| TEXT EXTRACT |
begin

# Budgie eating poop and catfood !



## Anastasia1986 (Dec 29, 2012)

Hi , can anyone please kindly advise if this is a normal behaviour / not harmful to the bird. 

1) Budgie likes to pick at her own dried poop, sometimes even takes whatever she finds in it and eats it.

2) She flies down when no one is looking ( or so she thinks ! ) and pecks at the cats food, which has meat in it.

Thanks very much in advance for the answers


----------



## aluz (Jul 24, 2011)

About the poop, you can check the information on this link: http://talkbudgies.com/articles-general-budgie-info/359594-why-my-budgie-eating-its-poop.html

Regarding the cat food, it's best to not allow your budgie access to it, not only can it be detrimental to her health but it can also be dangerous if your cat happens to be around.

When having different species of pets sharing the same household, strict rules must be implemented in order to ensure the safety of all pets:
http://talkbudgies.com/general-budgie-talk/329945-cats-dogs-predators-birds-prey.html


----------



## BlueBirdNYC (Aug 26, 2016)

Thanks for this thread. My budgie eats his poop as well and I was going to ask about it. I'll check out the link. Thanks.... !


----------



## Anastasia1986 (Dec 29, 2012)

Thanks very much for the reply, will check the link about the poop . 
Cats don't bother her at all as they all grew up together , and we make sure to close the door when budgie is alone just in case , but thank you for the link about that too all the same ! 
Will make sure she doesn't get access to the cats food, will be best to just re locate the feeding area altogether.


----------



## StarlingWings (Mar 15, 2013)

end

| DATASET EXTRACT |
begin

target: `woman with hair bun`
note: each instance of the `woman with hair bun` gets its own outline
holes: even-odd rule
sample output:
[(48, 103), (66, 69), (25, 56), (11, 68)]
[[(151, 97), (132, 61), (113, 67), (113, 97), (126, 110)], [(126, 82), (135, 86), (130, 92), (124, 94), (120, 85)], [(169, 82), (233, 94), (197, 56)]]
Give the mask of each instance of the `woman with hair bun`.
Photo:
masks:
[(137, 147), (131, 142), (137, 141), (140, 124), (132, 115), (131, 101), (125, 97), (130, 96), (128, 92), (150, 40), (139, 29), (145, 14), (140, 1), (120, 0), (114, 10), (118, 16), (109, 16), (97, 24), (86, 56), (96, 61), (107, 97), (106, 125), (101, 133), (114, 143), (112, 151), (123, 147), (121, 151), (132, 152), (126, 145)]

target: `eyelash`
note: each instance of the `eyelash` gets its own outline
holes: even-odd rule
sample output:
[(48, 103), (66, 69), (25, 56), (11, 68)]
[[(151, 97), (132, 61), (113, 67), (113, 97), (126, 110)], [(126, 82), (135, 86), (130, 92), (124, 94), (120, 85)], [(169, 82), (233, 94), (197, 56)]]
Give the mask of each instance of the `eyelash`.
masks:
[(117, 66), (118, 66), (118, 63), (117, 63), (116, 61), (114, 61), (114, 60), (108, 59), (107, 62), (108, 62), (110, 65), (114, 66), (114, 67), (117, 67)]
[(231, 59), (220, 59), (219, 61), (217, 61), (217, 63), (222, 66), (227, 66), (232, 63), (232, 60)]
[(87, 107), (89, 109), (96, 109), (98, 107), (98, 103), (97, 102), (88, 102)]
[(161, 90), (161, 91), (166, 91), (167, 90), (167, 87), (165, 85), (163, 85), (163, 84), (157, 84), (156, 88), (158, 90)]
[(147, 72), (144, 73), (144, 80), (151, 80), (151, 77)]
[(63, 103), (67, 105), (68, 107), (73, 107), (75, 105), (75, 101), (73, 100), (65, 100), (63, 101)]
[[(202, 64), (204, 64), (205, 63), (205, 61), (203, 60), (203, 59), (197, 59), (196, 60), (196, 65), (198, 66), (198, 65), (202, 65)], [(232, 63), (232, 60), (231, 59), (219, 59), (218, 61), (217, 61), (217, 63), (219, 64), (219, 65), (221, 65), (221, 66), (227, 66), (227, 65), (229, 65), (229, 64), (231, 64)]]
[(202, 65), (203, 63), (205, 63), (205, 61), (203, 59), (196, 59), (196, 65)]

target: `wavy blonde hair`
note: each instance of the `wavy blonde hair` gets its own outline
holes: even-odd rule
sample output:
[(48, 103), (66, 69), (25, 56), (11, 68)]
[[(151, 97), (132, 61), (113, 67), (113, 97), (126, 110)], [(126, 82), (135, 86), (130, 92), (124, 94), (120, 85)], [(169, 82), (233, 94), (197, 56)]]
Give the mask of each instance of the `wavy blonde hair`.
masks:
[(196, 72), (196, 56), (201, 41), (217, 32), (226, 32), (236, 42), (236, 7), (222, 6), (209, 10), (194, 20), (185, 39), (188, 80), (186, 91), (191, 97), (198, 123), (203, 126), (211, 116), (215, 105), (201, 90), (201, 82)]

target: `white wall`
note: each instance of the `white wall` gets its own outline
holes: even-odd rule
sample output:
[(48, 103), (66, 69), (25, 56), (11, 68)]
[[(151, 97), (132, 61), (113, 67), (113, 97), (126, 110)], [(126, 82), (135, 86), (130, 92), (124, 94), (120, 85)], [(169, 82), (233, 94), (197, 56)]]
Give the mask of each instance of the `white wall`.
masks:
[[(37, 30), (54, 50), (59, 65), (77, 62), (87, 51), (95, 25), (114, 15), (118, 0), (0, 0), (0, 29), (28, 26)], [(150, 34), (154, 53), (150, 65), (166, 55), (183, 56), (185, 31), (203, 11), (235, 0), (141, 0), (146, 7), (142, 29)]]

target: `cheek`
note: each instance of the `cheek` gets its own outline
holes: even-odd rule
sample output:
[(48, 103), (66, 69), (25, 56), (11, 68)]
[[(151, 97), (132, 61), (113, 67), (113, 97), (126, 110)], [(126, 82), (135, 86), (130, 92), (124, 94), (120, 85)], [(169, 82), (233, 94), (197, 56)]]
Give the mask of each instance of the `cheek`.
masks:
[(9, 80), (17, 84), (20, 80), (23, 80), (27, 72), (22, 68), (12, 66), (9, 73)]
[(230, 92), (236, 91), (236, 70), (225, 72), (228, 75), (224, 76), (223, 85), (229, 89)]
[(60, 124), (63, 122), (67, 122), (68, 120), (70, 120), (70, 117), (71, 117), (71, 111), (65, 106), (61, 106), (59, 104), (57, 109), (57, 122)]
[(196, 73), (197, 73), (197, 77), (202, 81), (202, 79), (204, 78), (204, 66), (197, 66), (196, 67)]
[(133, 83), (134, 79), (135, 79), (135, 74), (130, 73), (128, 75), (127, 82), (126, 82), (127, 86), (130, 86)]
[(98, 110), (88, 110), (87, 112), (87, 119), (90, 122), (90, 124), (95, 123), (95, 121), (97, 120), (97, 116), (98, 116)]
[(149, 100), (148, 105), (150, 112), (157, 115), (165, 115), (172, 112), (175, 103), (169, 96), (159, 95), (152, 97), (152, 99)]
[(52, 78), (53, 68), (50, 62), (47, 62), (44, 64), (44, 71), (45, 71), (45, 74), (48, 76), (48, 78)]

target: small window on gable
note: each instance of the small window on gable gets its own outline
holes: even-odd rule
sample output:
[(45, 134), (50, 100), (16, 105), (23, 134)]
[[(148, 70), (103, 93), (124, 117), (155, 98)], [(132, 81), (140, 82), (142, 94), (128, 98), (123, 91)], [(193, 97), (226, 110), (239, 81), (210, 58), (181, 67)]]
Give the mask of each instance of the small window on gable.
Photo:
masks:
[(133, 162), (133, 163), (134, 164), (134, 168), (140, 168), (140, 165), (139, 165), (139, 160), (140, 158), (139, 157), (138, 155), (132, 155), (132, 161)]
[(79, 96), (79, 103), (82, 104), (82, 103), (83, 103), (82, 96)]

end

| WHAT TO WORK ON |
A – In the budgie forum thread, what does Anastasia1986 decide to do about the cats' feeding area?
B – Please pick up the budgie forum thread with the reply from StarlingWings that comes next.

| TASK-BY-TASK ANSWERS |
A – Relocate the feeding area altogether.

B –
Anastasia,

I'm glad that you always take precautions to ensure your cats and budgies never come into contact with each other :thumbsup:

*For other members*, even if you think your pets are "friendly" or "used" to the budgies, there's no saying when their instincts will come out, so always play on the safe side and don't let them come into contact


----------



## justmoira (Aug 29, 2014)

Anastasia1986 said:


> Thanks very much for the reply, will check the link about the poop .
> Cats don't bother her at all as they all grew up together , and we make sure to close the door when budgie is alone just in case , but thank you for the link about that too all the same !
> Will make sure she doesn't get access to the cats food, will be best to just re locate the feeding area altogether.


Good you keep them separate. I think too many people forget one solid fact:

All it takes is one little change, and the *budgie will pay with THEIR LIFE*. You will feel awful, heck even your cat or dog might feel guilt. But your bird won't feel anything, because they *will be DEAD*.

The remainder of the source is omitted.